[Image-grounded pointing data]

• • • • •

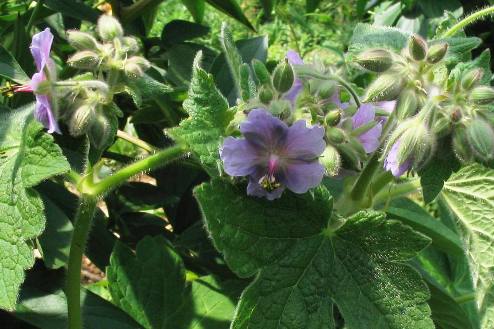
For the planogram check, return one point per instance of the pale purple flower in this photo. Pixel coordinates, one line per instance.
(40, 49)
(392, 163)
(292, 94)
(274, 155)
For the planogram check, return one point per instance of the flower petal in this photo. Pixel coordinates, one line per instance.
(239, 157)
(40, 48)
(303, 143)
(300, 176)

• • • • •

The task —
Copy every record character for character. Skip the pictures.

Exercise output —
For the planogram check, return one point per instance of the pale purple flower in this photo. Pixel coordinates, one line per instance.
(40, 49)
(392, 163)
(292, 94)
(274, 155)
For the planogram check, return one point per instance of the flower petal in this photo. Pixel coordinates, one line per instance.
(239, 157)
(40, 48)
(303, 143)
(300, 176)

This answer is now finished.